#### Prompt
Only some lines are wanted: please transcribe exactly those from the one containing "serrated green leaf." through the end of the data, pictures excluded.

#### Data extracts
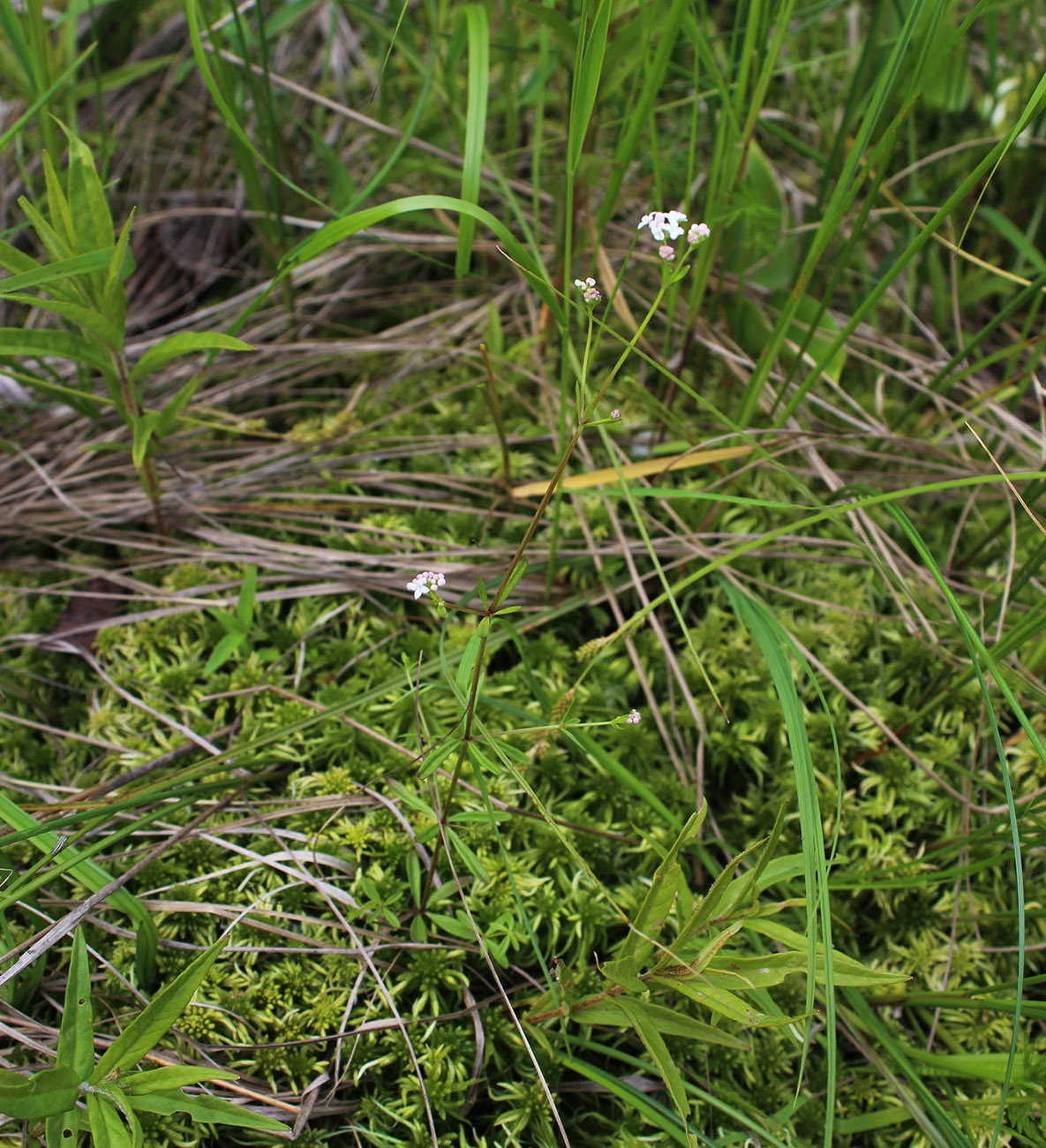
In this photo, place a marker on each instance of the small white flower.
(655, 221)
(590, 291)
(425, 582)
(674, 218)
(663, 223)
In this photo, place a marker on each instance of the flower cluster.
(425, 582)
(589, 290)
(669, 225)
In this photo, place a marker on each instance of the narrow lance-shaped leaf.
(187, 343)
(146, 1030)
(49, 275)
(84, 317)
(661, 895)
(704, 910)
(176, 1076)
(38, 1097)
(76, 1037)
(204, 1109)
(57, 205)
(107, 1126)
(646, 1025)
(87, 198)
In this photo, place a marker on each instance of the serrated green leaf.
(178, 1076)
(207, 1109)
(187, 343)
(47, 1093)
(144, 1032)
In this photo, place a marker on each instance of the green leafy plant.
(84, 280)
(702, 963)
(237, 626)
(115, 1090)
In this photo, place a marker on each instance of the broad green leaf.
(16, 341)
(670, 1022)
(107, 1126)
(245, 601)
(661, 895)
(75, 313)
(222, 653)
(178, 1076)
(646, 1025)
(187, 343)
(145, 1031)
(206, 1109)
(76, 1037)
(41, 1095)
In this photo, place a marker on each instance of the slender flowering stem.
(583, 421)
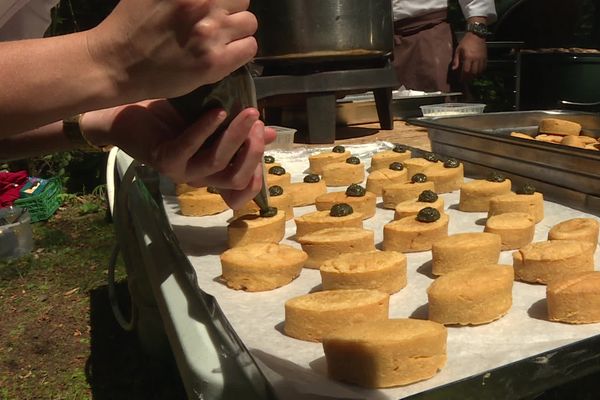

#### Exercise solution
In this photo, place a marker on each instance of the serrated green leaf.
(178, 1076)
(207, 1109)
(187, 343)
(47, 1093)
(144, 1032)
In this photo, place a marker on each instance of the green leafy plant.
(84, 280)
(702, 963)
(237, 626)
(115, 1090)
In this photo, place a marker on each instance of the broad green leaf.
(16, 341)
(670, 1022)
(107, 1126)
(245, 601)
(661, 895)
(75, 313)
(222, 653)
(178, 1076)
(646, 1025)
(187, 343)
(145, 1031)
(206, 1109)
(76, 1037)
(41, 1095)
In this photo, place a marker on each instance of the slender flowering stem.
(583, 421)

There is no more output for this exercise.